Copy everything in the data below exactly except the pictures.

Data provided:

====

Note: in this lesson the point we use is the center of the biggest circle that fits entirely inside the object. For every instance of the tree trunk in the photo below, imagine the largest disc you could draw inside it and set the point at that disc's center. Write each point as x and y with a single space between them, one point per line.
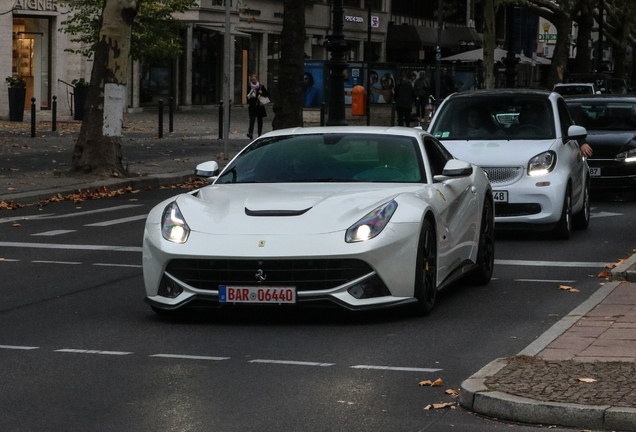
288 103
561 51
98 147
490 42
582 63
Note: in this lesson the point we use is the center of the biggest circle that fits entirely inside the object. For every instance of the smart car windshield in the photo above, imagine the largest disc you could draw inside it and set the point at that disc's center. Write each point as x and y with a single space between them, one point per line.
346 157
604 114
505 117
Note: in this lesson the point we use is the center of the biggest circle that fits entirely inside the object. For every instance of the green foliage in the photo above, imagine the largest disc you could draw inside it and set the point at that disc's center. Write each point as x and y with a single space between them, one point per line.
16 82
155 32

====

The solution:
Note: in this lesson the point we use is the center of the biggest circle that fits entirely inside the object. For every instance of the tree trunk in the photo below, imagine the largest disc you could draw inside it and set the point at that disc's center. Write each point as x and y with a single space between them, one point per line.
288 103
561 51
98 147
490 42
582 63
Note: in this lesson the point we use is the center of the biggest circle that fits entirely inside the object. For every instance of the smart car windshield in the photo above, imagine the largest disc you could draw inside it and set the point at that disc's center. Write each point as x and y with a single space between them, one point per line.
346 157
604 114
505 117
Note: in this lesson the point we use is the center of the biggest circle that fits entirely inside the object. For every instance of the green foliage in the photo above, imagine the largest disc you could draw inside it and set the point at that disc's center. Write each point as x and y with a single space between them, one point per line.
16 82
155 32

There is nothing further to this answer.